### Written task
Go through the entries and transcribe each one exactly, dropping the pictures.

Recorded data
------------------------------------------------------------
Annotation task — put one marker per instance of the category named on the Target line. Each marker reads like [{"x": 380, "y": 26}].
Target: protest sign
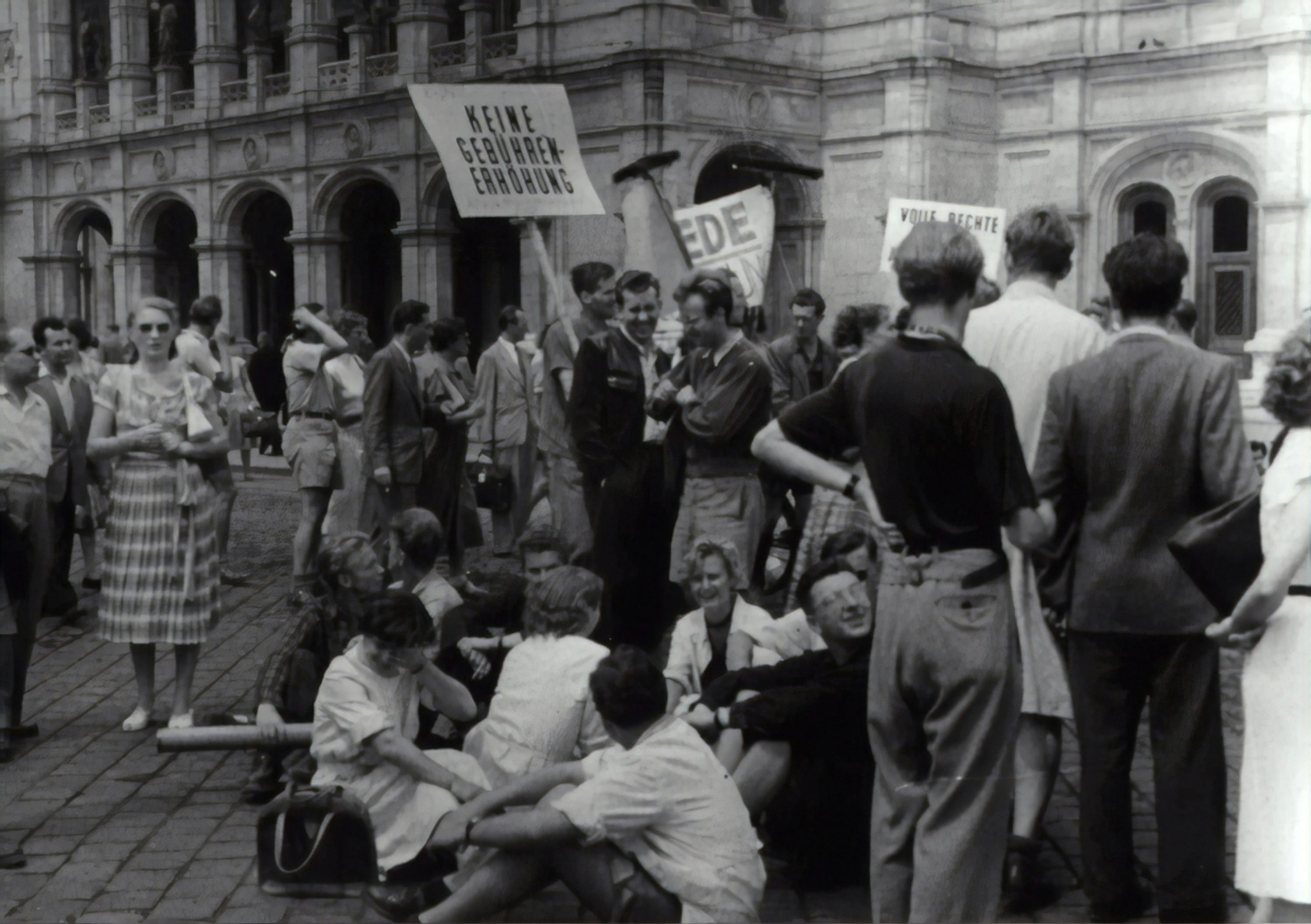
[
  {"x": 509, "y": 150},
  {"x": 987, "y": 224},
  {"x": 736, "y": 234}
]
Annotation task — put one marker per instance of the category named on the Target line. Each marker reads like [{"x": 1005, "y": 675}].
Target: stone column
[
  {"x": 129, "y": 50},
  {"x": 219, "y": 265},
  {"x": 361, "y": 46},
  {"x": 420, "y": 24},
  {"x": 311, "y": 41},
  {"x": 318, "y": 260},
  {"x": 217, "y": 59}
]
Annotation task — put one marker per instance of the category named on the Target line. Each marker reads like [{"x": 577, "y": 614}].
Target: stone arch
[
  {"x": 141, "y": 221},
  {"x": 326, "y": 212},
  {"x": 232, "y": 207}
]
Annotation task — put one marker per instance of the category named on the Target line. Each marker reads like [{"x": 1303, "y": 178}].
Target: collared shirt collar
[{"x": 717, "y": 357}]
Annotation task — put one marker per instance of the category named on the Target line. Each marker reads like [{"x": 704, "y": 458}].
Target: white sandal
[{"x": 138, "y": 720}]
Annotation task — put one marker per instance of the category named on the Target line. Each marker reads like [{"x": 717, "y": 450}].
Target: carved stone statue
[
  {"x": 91, "y": 36},
  {"x": 167, "y": 33},
  {"x": 258, "y": 23}
]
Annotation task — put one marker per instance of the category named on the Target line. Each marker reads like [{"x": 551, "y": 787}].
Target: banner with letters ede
[
  {"x": 734, "y": 233},
  {"x": 509, "y": 150},
  {"x": 987, "y": 224}
]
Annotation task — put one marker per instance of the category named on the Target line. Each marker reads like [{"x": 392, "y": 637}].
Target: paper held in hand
[
  {"x": 733, "y": 233},
  {"x": 509, "y": 150},
  {"x": 987, "y": 224}
]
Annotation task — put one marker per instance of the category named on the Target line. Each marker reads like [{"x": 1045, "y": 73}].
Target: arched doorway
[
  {"x": 1226, "y": 269},
  {"x": 95, "y": 269},
  {"x": 484, "y": 273},
  {"x": 177, "y": 276},
  {"x": 792, "y": 233},
  {"x": 268, "y": 266},
  {"x": 371, "y": 255},
  {"x": 1146, "y": 209}
]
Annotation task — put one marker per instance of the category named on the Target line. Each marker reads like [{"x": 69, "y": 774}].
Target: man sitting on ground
[
  {"x": 807, "y": 761},
  {"x": 652, "y": 830}
]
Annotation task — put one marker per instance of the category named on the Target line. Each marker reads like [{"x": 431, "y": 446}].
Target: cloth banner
[
  {"x": 987, "y": 224},
  {"x": 509, "y": 150},
  {"x": 736, "y": 234}
]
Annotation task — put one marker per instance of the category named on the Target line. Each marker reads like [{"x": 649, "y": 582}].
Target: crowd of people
[{"x": 981, "y": 491}]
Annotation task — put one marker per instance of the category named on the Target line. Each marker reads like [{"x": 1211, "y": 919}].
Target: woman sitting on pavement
[
  {"x": 543, "y": 712},
  {"x": 725, "y": 635},
  {"x": 649, "y": 831},
  {"x": 366, "y": 720},
  {"x": 415, "y": 543},
  {"x": 348, "y": 573}
]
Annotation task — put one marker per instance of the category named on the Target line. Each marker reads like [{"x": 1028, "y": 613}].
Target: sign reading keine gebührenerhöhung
[
  {"x": 736, "y": 234},
  {"x": 509, "y": 150},
  {"x": 987, "y": 224}
]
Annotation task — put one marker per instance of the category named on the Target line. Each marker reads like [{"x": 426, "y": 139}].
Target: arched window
[{"x": 1226, "y": 266}]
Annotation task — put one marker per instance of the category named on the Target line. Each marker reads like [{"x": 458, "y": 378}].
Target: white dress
[
  {"x": 1275, "y": 794},
  {"x": 542, "y": 712},
  {"x": 354, "y": 704}
]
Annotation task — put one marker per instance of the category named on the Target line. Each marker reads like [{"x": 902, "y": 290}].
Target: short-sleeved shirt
[
  {"x": 669, "y": 804},
  {"x": 299, "y": 365},
  {"x": 938, "y": 437},
  {"x": 193, "y": 350},
  {"x": 559, "y": 355}
]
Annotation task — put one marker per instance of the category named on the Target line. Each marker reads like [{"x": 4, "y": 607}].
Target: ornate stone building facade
[{"x": 268, "y": 151}]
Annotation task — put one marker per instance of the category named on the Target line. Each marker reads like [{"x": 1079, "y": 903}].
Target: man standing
[
  {"x": 310, "y": 438},
  {"x": 1137, "y": 441},
  {"x": 25, "y": 458},
  {"x": 395, "y": 417},
  {"x": 938, "y": 438},
  {"x": 195, "y": 352},
  {"x": 1026, "y": 337},
  {"x": 69, "y": 482},
  {"x": 722, "y": 396},
  {"x": 594, "y": 285},
  {"x": 800, "y": 364},
  {"x": 502, "y": 386},
  {"x": 622, "y": 456}
]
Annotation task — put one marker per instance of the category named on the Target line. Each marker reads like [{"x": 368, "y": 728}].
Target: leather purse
[
  {"x": 1221, "y": 551},
  {"x": 316, "y": 843}
]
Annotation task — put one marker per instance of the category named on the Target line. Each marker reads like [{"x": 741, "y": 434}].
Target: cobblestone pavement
[{"x": 118, "y": 833}]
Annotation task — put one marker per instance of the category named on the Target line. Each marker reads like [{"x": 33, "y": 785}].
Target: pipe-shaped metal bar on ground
[{"x": 234, "y": 738}]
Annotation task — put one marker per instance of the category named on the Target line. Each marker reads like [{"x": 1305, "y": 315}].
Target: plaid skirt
[{"x": 144, "y": 597}]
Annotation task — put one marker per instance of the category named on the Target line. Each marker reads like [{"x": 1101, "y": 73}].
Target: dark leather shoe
[
  {"x": 1134, "y": 905},
  {"x": 1026, "y": 888}
]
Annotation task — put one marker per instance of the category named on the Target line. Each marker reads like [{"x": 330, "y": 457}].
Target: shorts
[
  {"x": 310, "y": 446},
  {"x": 731, "y": 508}
]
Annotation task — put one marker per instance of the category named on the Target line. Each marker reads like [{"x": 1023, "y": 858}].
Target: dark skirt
[{"x": 446, "y": 491}]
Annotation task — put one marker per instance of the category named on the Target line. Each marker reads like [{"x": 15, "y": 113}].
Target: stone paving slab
[{"x": 118, "y": 833}]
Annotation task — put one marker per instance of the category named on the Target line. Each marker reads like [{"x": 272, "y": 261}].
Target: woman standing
[
  {"x": 345, "y": 375},
  {"x": 446, "y": 489},
  {"x": 856, "y": 331},
  {"x": 1275, "y": 792},
  {"x": 162, "y": 555}
]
------------------------------------------------------------
### Task response
Annotation task — put one marker per instance of the category named on the Target line. Each marker reads like [{"x": 380, "y": 26}].
Target: protest sign
[
  {"x": 509, "y": 150},
  {"x": 987, "y": 224},
  {"x": 736, "y": 234}
]
Annotation task — put one marker per instance of the category named on the Target line. Each marker reads like [{"x": 1005, "y": 675}].
Target: stone column
[
  {"x": 129, "y": 50},
  {"x": 219, "y": 265},
  {"x": 361, "y": 46},
  {"x": 420, "y": 24},
  {"x": 311, "y": 41},
  {"x": 318, "y": 260},
  {"x": 217, "y": 59}
]
Annotation task — put one marker per instance of the category named on the Target line. Each marker reads like [{"x": 577, "y": 614}].
Target: stone arch
[
  {"x": 141, "y": 221},
  {"x": 326, "y": 212},
  {"x": 232, "y": 207}
]
Annotation task — put one marker per instance of the category named on the Target line. Each marker reads like [{"x": 1303, "y": 178}].
Target: collared shirt collar
[{"x": 717, "y": 357}]
Annotation task — put one marker per instance of the category named on the Target line. Each marker reads like [{"x": 704, "y": 458}].
Target: white sandal
[{"x": 138, "y": 720}]
Annotation task — put one marker per instance of the category named on the Target line. Each marker reads like [{"x": 717, "y": 450}].
Target: carved stone statue
[
  {"x": 91, "y": 36},
  {"x": 167, "y": 33},
  {"x": 258, "y": 23}
]
Annotation task — put one marker per instance of the category named on the Target line. Each marker reads like [{"x": 551, "y": 787}].
Target: banner with letters ede
[
  {"x": 734, "y": 233},
  {"x": 509, "y": 150},
  {"x": 987, "y": 224}
]
Annotation task — put one marker per instance of the category named on the Target line. Each marker reads like [{"x": 392, "y": 637}].
Target: paper held in hand
[
  {"x": 733, "y": 233},
  {"x": 509, "y": 150},
  {"x": 987, "y": 224}
]
Annotation task — put one marker per instance of the category named on the Target line. Each marker reads like [{"x": 1045, "y": 73}].
Target: arched doorway
[
  {"x": 1226, "y": 269},
  {"x": 95, "y": 269},
  {"x": 484, "y": 273},
  {"x": 177, "y": 276},
  {"x": 792, "y": 233},
  {"x": 268, "y": 266},
  {"x": 371, "y": 255},
  {"x": 1146, "y": 209}
]
Annotation task — put one marker per instance of the category named on the Target line. Each marker reads like [{"x": 69, "y": 774}].
Target: man sitting on ground
[
  {"x": 807, "y": 761},
  {"x": 652, "y": 830}
]
Annotation task — put one marker per instance of the category named on the Target line. Each marker reads like [{"x": 431, "y": 446}].
Target: cloth banner
[
  {"x": 987, "y": 224},
  {"x": 509, "y": 150},
  {"x": 736, "y": 234}
]
Annotation task — put one marker per instance of the category named on the Target line. Each marker reads like [{"x": 649, "y": 582}].
Target: crowd of people
[{"x": 981, "y": 491}]
Annotation task — put one marker per instance of the category named on the Target line. Each marker reads like [{"x": 1211, "y": 919}].
Target: woman sitting on pavement
[
  {"x": 543, "y": 712},
  {"x": 725, "y": 635},
  {"x": 649, "y": 831},
  {"x": 366, "y": 720},
  {"x": 415, "y": 543},
  {"x": 348, "y": 573}
]
Annotation task — put one marker per instance of the category named on the Target line. Each marker reads like [{"x": 1028, "y": 613}].
Target: sign reading keine gebührenerhöhung
[
  {"x": 736, "y": 234},
  {"x": 509, "y": 150},
  {"x": 987, "y": 224}
]
Annotation task — put one marker per instance of the category named on the Target line. Each marker reads like [{"x": 426, "y": 139}].
Target: arched window
[{"x": 1226, "y": 266}]
Annotation task — put one marker per instance of the category named on the Target line. Each marker reads like [{"x": 458, "y": 378}].
Target: white dress
[
  {"x": 1275, "y": 794},
  {"x": 542, "y": 712},
  {"x": 354, "y": 704}
]
Annotation task — put one marker per instance of the category named on the Target line. Each marker reads like [{"x": 902, "y": 290}].
Target: short-sleeved shirt
[
  {"x": 669, "y": 804},
  {"x": 299, "y": 365},
  {"x": 938, "y": 437},
  {"x": 193, "y": 350},
  {"x": 559, "y": 355}
]
Annotation task — put one marker per instance of the category named on the Target line. Each marker reads like [{"x": 4, "y": 607}].
Target: ornate stone building facade
[{"x": 268, "y": 151}]
Annotation task — put one marker per instance of the category named on the Target line. Each marker reads like [{"x": 1079, "y": 903}].
Target: man standing
[
  {"x": 310, "y": 438},
  {"x": 1137, "y": 441},
  {"x": 25, "y": 458},
  {"x": 395, "y": 417},
  {"x": 938, "y": 438},
  {"x": 195, "y": 352},
  {"x": 1026, "y": 337},
  {"x": 69, "y": 482},
  {"x": 722, "y": 396},
  {"x": 594, "y": 285},
  {"x": 800, "y": 364},
  {"x": 502, "y": 386},
  {"x": 622, "y": 456}
]
Annotation task — put one marker per instance of the category named on the Target line. Each marker reads like [{"x": 368, "y": 728}].
Target: leather purse
[
  {"x": 1221, "y": 551},
  {"x": 316, "y": 843}
]
Annotation task — put one marker per instance of the category named on the Target line. Each marker reads like [{"x": 741, "y": 434}].
Target: cobblestone pavement
[{"x": 118, "y": 833}]
Annotation task — put one marker per instance of the category named on the Target line. Each marker reads like [{"x": 33, "y": 785}].
Target: pipe-shaped metal bar on ground
[{"x": 234, "y": 738}]
Annotation task — put one marker per instance of the category named on the Target line. Each marker reads like [{"x": 1305, "y": 315}].
Target: plaid skirt
[{"x": 144, "y": 597}]
Annotation task — put one marker per instance of the category named on the Target line. Each marker reads like [{"x": 1101, "y": 73}].
Target: dark leather shoe
[
  {"x": 1134, "y": 905},
  {"x": 1026, "y": 888}
]
Annotation task — put one marker per instance of the category named on the Target line. Each marker reads like [{"x": 330, "y": 457}].
Target: shorts
[
  {"x": 310, "y": 446},
  {"x": 731, "y": 508}
]
Annotation task — put one marker per instance of the category named on the Target line. Each marker reads like [{"x": 1023, "y": 858}].
Target: dark skirt
[{"x": 446, "y": 491}]
Annotation task — put one marker per instance of the category named on the Target line. Each marker reads like [{"x": 15, "y": 113}].
Target: stone paving slab
[{"x": 118, "y": 833}]
Annotation task — put one marker per instance of the category named on the Target line. Each marker reads like [{"x": 272, "y": 261}].
Target: woman standing
[
  {"x": 345, "y": 375},
  {"x": 446, "y": 489},
  {"x": 856, "y": 331},
  {"x": 1275, "y": 792},
  {"x": 162, "y": 555}
]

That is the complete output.